**Aim of the task**
Please change every "tuples" in the material below to "pairs", and give the material again with nothing else altered.

········

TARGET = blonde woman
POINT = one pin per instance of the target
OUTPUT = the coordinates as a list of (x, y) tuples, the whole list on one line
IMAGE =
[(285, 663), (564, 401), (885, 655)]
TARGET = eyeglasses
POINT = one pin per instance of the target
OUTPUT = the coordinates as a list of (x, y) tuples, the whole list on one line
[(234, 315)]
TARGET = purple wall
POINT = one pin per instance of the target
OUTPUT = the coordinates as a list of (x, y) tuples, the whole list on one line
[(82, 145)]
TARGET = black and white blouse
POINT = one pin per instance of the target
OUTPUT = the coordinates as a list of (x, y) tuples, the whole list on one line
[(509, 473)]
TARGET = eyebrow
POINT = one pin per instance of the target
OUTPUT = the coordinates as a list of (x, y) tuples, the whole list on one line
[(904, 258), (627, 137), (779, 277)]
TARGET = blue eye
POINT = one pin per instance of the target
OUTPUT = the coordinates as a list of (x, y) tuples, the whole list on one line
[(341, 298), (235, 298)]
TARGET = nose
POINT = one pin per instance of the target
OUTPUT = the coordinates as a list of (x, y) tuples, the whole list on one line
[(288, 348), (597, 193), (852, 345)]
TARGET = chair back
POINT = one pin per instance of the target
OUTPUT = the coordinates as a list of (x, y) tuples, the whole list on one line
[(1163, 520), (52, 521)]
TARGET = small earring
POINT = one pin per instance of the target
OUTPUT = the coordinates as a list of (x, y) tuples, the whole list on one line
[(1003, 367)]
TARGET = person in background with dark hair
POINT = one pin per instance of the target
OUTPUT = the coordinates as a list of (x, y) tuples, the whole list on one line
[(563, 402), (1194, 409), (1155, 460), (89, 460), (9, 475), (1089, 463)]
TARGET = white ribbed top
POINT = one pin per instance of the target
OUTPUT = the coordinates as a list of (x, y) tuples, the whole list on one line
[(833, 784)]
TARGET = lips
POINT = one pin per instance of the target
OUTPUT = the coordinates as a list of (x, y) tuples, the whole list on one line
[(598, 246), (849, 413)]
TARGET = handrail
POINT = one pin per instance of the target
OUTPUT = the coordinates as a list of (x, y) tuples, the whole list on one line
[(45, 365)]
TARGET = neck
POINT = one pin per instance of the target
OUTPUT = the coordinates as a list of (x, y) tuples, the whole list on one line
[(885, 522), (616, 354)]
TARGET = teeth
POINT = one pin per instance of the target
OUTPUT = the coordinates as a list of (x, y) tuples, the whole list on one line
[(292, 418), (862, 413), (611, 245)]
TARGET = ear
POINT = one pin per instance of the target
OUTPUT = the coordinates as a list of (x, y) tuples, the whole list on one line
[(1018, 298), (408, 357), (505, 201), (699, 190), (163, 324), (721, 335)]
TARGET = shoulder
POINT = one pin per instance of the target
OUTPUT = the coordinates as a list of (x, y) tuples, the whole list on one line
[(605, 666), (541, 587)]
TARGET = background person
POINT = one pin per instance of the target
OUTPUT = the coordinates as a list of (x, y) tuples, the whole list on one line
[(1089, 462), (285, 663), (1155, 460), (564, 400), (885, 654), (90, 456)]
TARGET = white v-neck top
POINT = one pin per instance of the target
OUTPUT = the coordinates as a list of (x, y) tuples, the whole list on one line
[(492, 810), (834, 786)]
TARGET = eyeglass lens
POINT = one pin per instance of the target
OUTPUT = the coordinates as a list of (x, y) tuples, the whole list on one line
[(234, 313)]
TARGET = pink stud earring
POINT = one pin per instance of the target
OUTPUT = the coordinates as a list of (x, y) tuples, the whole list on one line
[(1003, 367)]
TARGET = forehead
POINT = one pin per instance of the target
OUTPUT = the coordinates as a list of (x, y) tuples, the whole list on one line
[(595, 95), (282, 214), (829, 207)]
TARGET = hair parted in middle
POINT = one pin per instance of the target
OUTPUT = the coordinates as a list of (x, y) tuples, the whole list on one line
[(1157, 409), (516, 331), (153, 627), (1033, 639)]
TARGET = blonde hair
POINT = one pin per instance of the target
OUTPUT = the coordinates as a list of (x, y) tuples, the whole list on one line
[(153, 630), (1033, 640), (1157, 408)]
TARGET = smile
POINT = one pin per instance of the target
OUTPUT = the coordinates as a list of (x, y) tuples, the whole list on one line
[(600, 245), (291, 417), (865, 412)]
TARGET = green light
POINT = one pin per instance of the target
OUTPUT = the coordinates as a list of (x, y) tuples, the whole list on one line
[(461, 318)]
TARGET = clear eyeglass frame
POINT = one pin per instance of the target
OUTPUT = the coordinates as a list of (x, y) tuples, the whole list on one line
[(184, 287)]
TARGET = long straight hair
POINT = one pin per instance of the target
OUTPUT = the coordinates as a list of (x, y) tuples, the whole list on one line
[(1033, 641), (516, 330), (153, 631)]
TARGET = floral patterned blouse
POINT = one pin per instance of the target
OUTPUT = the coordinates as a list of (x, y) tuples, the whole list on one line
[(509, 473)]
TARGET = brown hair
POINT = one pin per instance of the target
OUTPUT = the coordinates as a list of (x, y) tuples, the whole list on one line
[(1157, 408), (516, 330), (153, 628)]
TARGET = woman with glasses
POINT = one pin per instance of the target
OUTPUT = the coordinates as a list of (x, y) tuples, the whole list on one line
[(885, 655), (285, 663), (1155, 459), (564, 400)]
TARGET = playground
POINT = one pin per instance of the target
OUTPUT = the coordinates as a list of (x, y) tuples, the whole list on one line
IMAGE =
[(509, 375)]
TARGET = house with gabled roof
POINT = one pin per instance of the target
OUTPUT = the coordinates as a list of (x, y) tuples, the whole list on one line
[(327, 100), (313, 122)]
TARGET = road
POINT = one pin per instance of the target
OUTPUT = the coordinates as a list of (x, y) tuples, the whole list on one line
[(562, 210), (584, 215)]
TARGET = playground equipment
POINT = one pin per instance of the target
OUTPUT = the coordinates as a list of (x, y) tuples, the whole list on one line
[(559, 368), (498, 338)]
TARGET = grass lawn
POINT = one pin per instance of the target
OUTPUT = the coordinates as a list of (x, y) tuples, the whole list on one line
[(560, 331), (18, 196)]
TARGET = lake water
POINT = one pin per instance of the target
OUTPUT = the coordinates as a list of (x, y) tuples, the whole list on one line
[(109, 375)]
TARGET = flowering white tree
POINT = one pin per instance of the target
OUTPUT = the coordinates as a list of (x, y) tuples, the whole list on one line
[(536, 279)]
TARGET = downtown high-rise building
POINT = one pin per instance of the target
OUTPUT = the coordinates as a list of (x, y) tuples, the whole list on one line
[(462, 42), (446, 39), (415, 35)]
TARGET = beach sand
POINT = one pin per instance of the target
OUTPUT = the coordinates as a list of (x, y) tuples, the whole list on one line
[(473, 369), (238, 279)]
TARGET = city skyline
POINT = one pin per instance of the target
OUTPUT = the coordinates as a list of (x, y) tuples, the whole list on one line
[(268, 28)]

········

**Task answer**
TARGET = blonde woman
POINT = one pin per instance of the target
OUTPUT = the coordinates as a list of (x, y) pairs, the whole list on one line
IMAGE =
[(285, 663), (564, 401), (885, 655)]
TARGET = eyeglasses
POINT = one pin per instance of the target
OUTPUT = the coordinates as a list of (x, y) pairs, the whole list on one line
[(234, 315)]
TARGET = purple wall
POINT = one pin per instance of the target
OUTPUT = the coordinates as a list of (x, y) pairs, the whole list on one line
[(82, 145)]
TARGET = black and white blouse
POINT = one pin per instance of the target
OUTPUT = the coordinates as a list of (x, y) pairs, the whole list on one line
[(509, 473)]
TARGET = eyebrow
POINT = one pin per instance of the target
OUTPUT = the coordinates as a list of (x, y) pairs, the whole list on one line
[(904, 258), (627, 137), (779, 277)]
TARGET = blue eye
POINT = one pin per instance of the target
OUTPUT = the coordinates as a list of (x, y) pairs, the whole list on one line
[(341, 298), (235, 298)]
TARGET = nose
POINT = one pin per instance of the target
OUTPUT = the coordinates as a list of (x, y) pairs, the whole list on one line
[(288, 348), (597, 193), (852, 345)]
TARGET = chair back
POINT = one pin per instance of the target
OUTPUT = the coordinates as a list of (x, y) pairs, the whole list on one line
[(1163, 520), (52, 521)]
TARGET = small earring
POINT = one pin per instance of the target
OUTPUT = the coordinates as a list of (x, y) pairs, the whole list on one line
[(1003, 367)]
TARGET = person in background with dark hair
POINT = one pin per instance of the target
OUTPUT = the coordinates as a list of (x, y) pairs, the whole list on one line
[(563, 402), (1194, 409), (1155, 460), (89, 460), (9, 475), (1089, 463)]
TARGET = white ribbed top
POINT = one pin per instance of the target
OUTPUT = the coordinates as a list of (x, y) pairs, the whole list on one line
[(833, 784)]
TARGET = lips
POINT = one pin per instance of the target
OUTPUT = the coordinates as a list of (x, y) pairs, the whole list on one line
[(598, 246), (849, 413)]
TARGET = handrail
POINT = one pin per instance of the target
OUTPUT = the coordinates as a list of (x, y) pairs, the whole list on one line
[(45, 365)]
TARGET = neck
POINT = one pin per instance of the target
OUTPUT = the coordinates as a list of (x, y) pairs, the whole list on one line
[(885, 522), (616, 354)]
TARGET = teeth
POINT = one pin per instance of the target
OUTPUT = the coordinates as a list of (x, y) pairs, the whole list on one line
[(292, 418), (862, 413), (611, 245)]
TARGET = ear
POINT = one pin per instance of the target
OUTPUT = the coordinates as a list of (x, y) pairs, the whole list on one line
[(1018, 298), (408, 357), (505, 201), (699, 190), (163, 324), (721, 335)]
TARGET = shoulder
POINT = one pin per instance of the target
OUTPUT = the coordinates as a list of (x, y) pairs, the whole list on one line
[(605, 666), (541, 587)]
TARGET = background person
POINT = one pin per instance of the target
OUTPUT = the coordinates as a list of (x, y) pairs, the whole list on one line
[(1089, 462), (285, 663), (1155, 460), (564, 400), (885, 654), (90, 456)]
TARGET = white v-neck top
POINT = one pin per instance of the target
OUTPUT = the coordinates as a list of (x, y) pairs, the whole list on one line
[(492, 810), (834, 786)]
TARGET = eyeglass lens
POINT = one pin per instance of the target
OUTPUT = the coordinates as a list of (x, y) pairs, the whole list on one line
[(234, 313)]
TARGET = pink stud earring
POINT = one pin per instance of the target
OUTPUT = the coordinates as a list of (x, y) pairs, the whole list on one line
[(1003, 367)]
TARGET = forehead
POINT = one pin per instance of the target
OUTPUT = the coordinates as a list of (x, y) pairs, the whole list on one line
[(595, 95), (282, 214), (829, 207)]
TARGET = hair parted in middle
POINT = one pin per instance of the target
OUTPUT = the coordinates as a list of (x, y) pairs, the whole list on one line
[(1157, 409), (516, 331), (153, 627), (1033, 639)]
TARGET = blonde hair
POINT = one pin per instance of the target
OUTPUT = the coordinates as a list of (x, y) pairs, the whole list on one line
[(153, 630), (1033, 640), (1157, 408)]
TARGET = smile
POINT = one pin per instance of the target
OUTPUT = the coordinates as a list of (x, y) pairs, the whole list on one line
[(600, 245), (291, 417), (865, 412)]
TARGET = green light
POINT = one pin per instance of the target
OUTPUT = the coordinates as a list of (x, y) pairs, the whole list on one line
[(461, 318)]
TARGET = clear eyeglass frame
POINT = one pin per instance of the target
OUTPUT = the coordinates as a list of (x, y) pairs, the whole list on one line
[(184, 287)]
TARGET = long straight hair
POINT = one pin per instance of the target
OUTPUT = the coordinates as a list of (x, y) pairs, the whole list on one line
[(1033, 641), (516, 330), (153, 631)]
TARGET = floral patterned blouse
POINT = one pin per instance of the target
OUTPUT = the coordinates as a list of (x, y) pairs, the whole list on one line
[(509, 473)]
TARGET = brown hair
POINT = one pin per instance of the target
OUTPUT = the coordinates as a list of (x, y) pairs, the whole list on one line
[(1157, 408), (516, 330), (153, 628)]
TARGET = woman with glasses
POINT = one pin per instance of the target
OUTPUT = the coordinates as a list of (x, y) pairs, the whole list on one line
[(885, 655), (285, 663), (1155, 459), (564, 400)]
TARGET = playground
POINT = one pin per instance of the target
OUTPUT = the coordinates as a list of (x, y) pairs, the whole list on one line
IMAGE =
[(509, 375)]
TARGET = house with gabled roof
POINT = one pin per instance of the target
OUTPUT = the coordinates as a list of (x, y) pairs, the whole list on one line
[(327, 100), (313, 122)]
TARGET = road
POINT = one pin per instance of the target
OUTPUT = the coordinates as a list of (x, y) pairs, the whole list on one line
[(562, 210), (584, 215)]
TARGET = playground equipment
POINT = one pin per instance of the target
OUTPUT = the coordinates as a list of (x, y) pairs, the whole list on one line
[(559, 368), (498, 338)]
TARGET = grass lawn
POINT = one pin per instance of the target
OUTPUT = the coordinates as a list of (x, y) pairs, the whole list on one line
[(560, 331), (18, 196)]
TARGET = lake water
POINT = one pin per instance of the target
OUTPUT = the coordinates as a list of (x, y) pairs, the whole list on one line
[(109, 375)]
TARGET = flowering white tree
POINT = one pin per instance of the target
OUTPUT = the coordinates as a list of (x, y) pairs, the whole list on one line
[(536, 279)]
TARGET = downtown high-rise building
POINT = one pin per instance of the target
OUTPUT = the coordinates as a list of (x, y) pairs, the whole list on one line
[(462, 42), (446, 39), (415, 35)]
TARGET = beach sand
POINT = one pin per instance of the target
OUTPUT = the coordinates as a list of (x, y) pairs, the whole list on one line
[(473, 369), (238, 279)]
TARGET = city skyline
POINT = one pin per instance of the target
OUTPUT = the coordinates as a list of (x, y) pairs, the whole list on one line
[(268, 28)]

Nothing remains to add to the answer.